WORKING DATA START

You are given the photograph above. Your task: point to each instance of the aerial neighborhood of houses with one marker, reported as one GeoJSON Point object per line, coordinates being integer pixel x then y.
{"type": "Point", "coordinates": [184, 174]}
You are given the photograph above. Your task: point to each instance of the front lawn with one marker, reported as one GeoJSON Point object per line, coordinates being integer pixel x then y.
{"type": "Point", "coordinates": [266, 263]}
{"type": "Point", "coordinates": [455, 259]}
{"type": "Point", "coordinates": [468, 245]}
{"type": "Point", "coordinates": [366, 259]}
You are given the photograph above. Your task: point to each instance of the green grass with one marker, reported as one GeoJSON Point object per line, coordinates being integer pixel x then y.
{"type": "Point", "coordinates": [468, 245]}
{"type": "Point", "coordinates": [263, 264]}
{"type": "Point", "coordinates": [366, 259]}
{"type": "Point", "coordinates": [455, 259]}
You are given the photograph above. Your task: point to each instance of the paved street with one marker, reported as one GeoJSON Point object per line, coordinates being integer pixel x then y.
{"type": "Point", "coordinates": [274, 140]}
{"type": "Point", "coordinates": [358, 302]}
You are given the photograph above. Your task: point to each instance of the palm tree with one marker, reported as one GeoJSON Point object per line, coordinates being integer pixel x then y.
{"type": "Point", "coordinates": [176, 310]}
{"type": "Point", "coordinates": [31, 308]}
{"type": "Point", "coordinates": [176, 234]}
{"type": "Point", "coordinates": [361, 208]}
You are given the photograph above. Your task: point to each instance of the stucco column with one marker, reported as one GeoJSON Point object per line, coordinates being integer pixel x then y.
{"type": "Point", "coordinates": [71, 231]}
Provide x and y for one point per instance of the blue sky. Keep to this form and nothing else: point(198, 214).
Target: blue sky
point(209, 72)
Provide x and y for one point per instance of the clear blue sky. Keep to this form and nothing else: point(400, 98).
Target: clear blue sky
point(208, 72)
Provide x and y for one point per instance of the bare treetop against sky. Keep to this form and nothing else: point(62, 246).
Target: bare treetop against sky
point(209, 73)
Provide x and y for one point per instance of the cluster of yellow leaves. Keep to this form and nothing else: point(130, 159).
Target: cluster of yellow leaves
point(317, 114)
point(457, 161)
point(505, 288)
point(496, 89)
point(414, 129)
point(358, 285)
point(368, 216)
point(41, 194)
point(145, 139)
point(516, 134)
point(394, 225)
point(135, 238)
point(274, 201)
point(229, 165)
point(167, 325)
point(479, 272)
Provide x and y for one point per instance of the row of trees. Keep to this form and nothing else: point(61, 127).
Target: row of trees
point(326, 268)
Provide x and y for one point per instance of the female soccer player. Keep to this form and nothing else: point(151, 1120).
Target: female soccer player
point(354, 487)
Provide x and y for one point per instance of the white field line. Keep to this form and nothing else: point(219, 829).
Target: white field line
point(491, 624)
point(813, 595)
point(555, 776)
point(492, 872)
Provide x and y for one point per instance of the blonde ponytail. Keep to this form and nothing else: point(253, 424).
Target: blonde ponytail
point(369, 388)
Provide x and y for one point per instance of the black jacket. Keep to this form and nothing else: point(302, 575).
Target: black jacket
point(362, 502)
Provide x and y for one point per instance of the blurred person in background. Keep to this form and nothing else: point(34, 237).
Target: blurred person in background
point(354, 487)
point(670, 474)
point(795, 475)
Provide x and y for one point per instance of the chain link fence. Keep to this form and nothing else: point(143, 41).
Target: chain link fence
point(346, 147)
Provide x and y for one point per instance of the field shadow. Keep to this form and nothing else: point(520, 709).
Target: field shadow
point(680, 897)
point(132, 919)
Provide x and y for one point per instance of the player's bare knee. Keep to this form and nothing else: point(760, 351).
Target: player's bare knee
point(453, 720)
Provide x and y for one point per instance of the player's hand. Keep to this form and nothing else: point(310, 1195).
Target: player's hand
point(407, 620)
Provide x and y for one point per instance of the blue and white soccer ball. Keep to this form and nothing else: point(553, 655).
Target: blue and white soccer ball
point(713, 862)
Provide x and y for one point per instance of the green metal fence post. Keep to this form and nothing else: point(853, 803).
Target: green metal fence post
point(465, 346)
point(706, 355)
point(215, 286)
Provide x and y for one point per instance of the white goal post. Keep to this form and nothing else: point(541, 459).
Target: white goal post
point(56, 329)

WORKING DATA END

● INSTRUCTIONS FOR THE TASK: Repeat every record, exactly as written.

● OUTPUT OF THE TASK:
You are given the photograph above. Your task: point to each instance of the aerial neighborhood of houses with one marker, reported as one GeoJSON Point object per line, coordinates being integer pixel x then y.
{"type": "Point", "coordinates": [184, 174]}
You are given the photograph above. Your task: point to each instance of the front lawn with one marker, reported as one GeoJSON Point object per line, coordinates being integer pixel x then y.
{"type": "Point", "coordinates": [266, 263]}
{"type": "Point", "coordinates": [455, 259]}
{"type": "Point", "coordinates": [468, 245]}
{"type": "Point", "coordinates": [366, 259]}
You are given the photograph above. Your task: point to each instance of the green grass with one marker, reported as one GeoJSON Point object per line, coordinates being integer pixel x then y.
{"type": "Point", "coordinates": [468, 245]}
{"type": "Point", "coordinates": [263, 264]}
{"type": "Point", "coordinates": [366, 259]}
{"type": "Point", "coordinates": [455, 259]}
You are given the photograph above. Your task: point to each instance of the paved street with one marker, reported as one GeoJSON Point object per line, coordinates being integer pixel x then y.
{"type": "Point", "coordinates": [274, 140]}
{"type": "Point", "coordinates": [358, 302]}
You are given the photograph above. Your task: point to each instance of the palm tree with one marker, reported as one GeoJSON Point object per line, coordinates being integer pixel x then y.
{"type": "Point", "coordinates": [176, 310]}
{"type": "Point", "coordinates": [31, 308]}
{"type": "Point", "coordinates": [176, 234]}
{"type": "Point", "coordinates": [361, 208]}
You are given the photograph above. Your task: point to each instance of the stucco column with one marker, reported as one GeoJSON Point object per line, coordinates being integer pixel x then y.
{"type": "Point", "coordinates": [71, 231]}
Provide x and y for one point per instance of the blue sky. Keep to this form and nothing else: point(198, 214).
Target: blue sky
point(209, 72)
Provide x and y for one point per instance of the clear blue sky. Keep to this form and nothing else: point(400, 98).
Target: clear blue sky
point(208, 72)
Provide x and y for one point per instance of the bare treetop against sky. Keep to this form and nothing else: point(62, 246).
Target: bare treetop against sky
point(209, 73)
Provide x and y for one point per instance of the cluster of yellow leaves. Keep to this form and nothing else: point(130, 159).
Target: cluster of yellow leaves
point(317, 114)
point(457, 161)
point(505, 288)
point(496, 89)
point(414, 129)
point(358, 285)
point(368, 216)
point(41, 194)
point(145, 139)
point(516, 134)
point(394, 225)
point(135, 238)
point(274, 201)
point(229, 165)
point(167, 325)
point(479, 272)
Provide x and y for one point per instance of the row of trees. Keep to this form and nothing else: point(61, 127).
Target: row of trees
point(326, 268)
Provide x and y for one point per instance of the female soccer player. Keep to this form and nothing else: point(151, 1120).
Target: female soccer player
point(354, 487)
Provide x and y for one point per instance of the white field line. Keep to this form and nothing else: point(219, 829).
Target: white field line
point(491, 624)
point(813, 595)
point(555, 776)
point(492, 872)
Provide x and y for one point per instance of the blonde ponytail. Keep to this form and nothing else: point(253, 424).
Target: blonde ponytail
point(369, 388)
Provide x and y for one point per instance of the black jacket. Keep to this form and nothing else: point(302, 575).
Target: black jacket
point(362, 502)
Provide x and y for one point per instance of the blurred person in background. Keep to this form and nothing else: point(34, 237).
Target: blurred person in background
point(354, 487)
point(670, 474)
point(795, 475)
Provide x and y for one point per instance of the chain link fence. Keep to this form and nothing else: point(143, 41).
Target: chain link fence
point(346, 147)
Provide x and y for one point per instance of the field shadow. Keep to this form and nothing else: point(520, 709).
Target: field shadow
point(680, 897)
point(132, 919)
Provide x and y for one point per instance of the player's bare knee. Keep to this form and nothing else: point(760, 351).
Target: player's bare knee
point(453, 720)
Provide x and y for one point per instance of the player's hand. Keep to this form and nothing else: point(310, 1195).
Target: player's hand
point(407, 620)
Provide x and y for one point per instance of the blue and white soccer ball. Keep to this form and nothing else: point(553, 655).
Target: blue and white soccer ball
point(713, 862)
Provide x and y for one point per instance of the green metal fence post. Keep to this form and nothing else: point(853, 803).
Target: green metal fence post
point(465, 346)
point(706, 355)
point(215, 286)
Provide x and y for one point per instance of the white goal post. Keep to this form and nothing else: point(541, 459).
Target: white goal post
point(56, 329)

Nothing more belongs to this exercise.